▶ _取り組む問題_
1: ディラック原子層材料の研究概要の【研究キーワード】から、「ディラック」を含む語をすべて書き出すこと。
2: ディラック原子層材料の研究概要の最後の文の後から、続きを引き取って書いてください。

▶ _提供文_
________________________

次世代超高速デバイス実現に向けた新規ディラック原子層材料の開発
【研究キーワード】
原子層 / ディラック電子 / ホウ素 / ダイナミクス / ボロフェン / ボロファン / グラフェン / 準結晶 / ディラック電子系 / 時間分解光電子分光 / トポロジー / ディラック / 表面 / 単原子シート / キャリアダイナミクス
【研究成果の概要】
超高速デバイス実現に向けて、ホウ素の単原子シート「ボロフェン」とグラフェンの誘導体を中心に新たなディラック電子系原子層材料の開発を行なった。準結晶2層グラフェンについて光誘起で過渡的に起電力が発生することを観測し、層間の「ねじれ角」がキャリアダイナミクスに影響することが分かった。ボロフェンの水素化物「ボロファン(HB)」の多形体を研究し、トポロジカルの数理を元に5,7員環から構成されるものに大きなキャリア濃度が実現するディラックノーダル線半金属を発見し、GHz-THz帯応答材料として役立てることが分かった。6員環ボロファンは水素輸送や化学センサーとして高い材料特性を示すことを発見した。

________________________

▶ _表示される情報_
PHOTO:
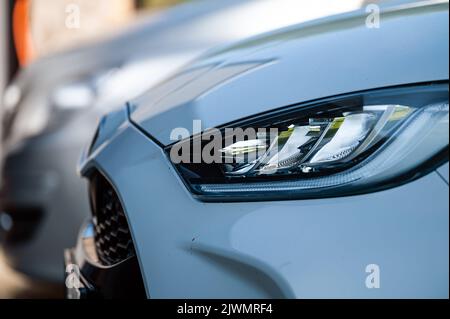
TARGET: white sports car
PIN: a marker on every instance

________________________

▶ _問題ごとの結果_
1: ディラック電子 / ディラック電子系 / ディラック

2:
【研究の社会的意義】
本研究では、次世代材料だけでなく物質としても珍しいディラック電子系原子層について、準結晶2層グラフェンやボロファンなどの新規物質群を開拓し、それらの電子状態とキャリアダイナミクスを明らかにした。新しい物質の理解は物質科学の発展に大きく貢献し、学術的意義は高い。また、本研究では超高速デバイス、水素輸送、化学センサーなど新物質の機能性を見出した。これらは将来的に材料として我々の社会で利用されることが期待される。そして、本研究を通じて、我々は原子層と最先端の分析技術に関する2冊の英文教科書を出版し、科学知識のグローバルな普及に尽くした。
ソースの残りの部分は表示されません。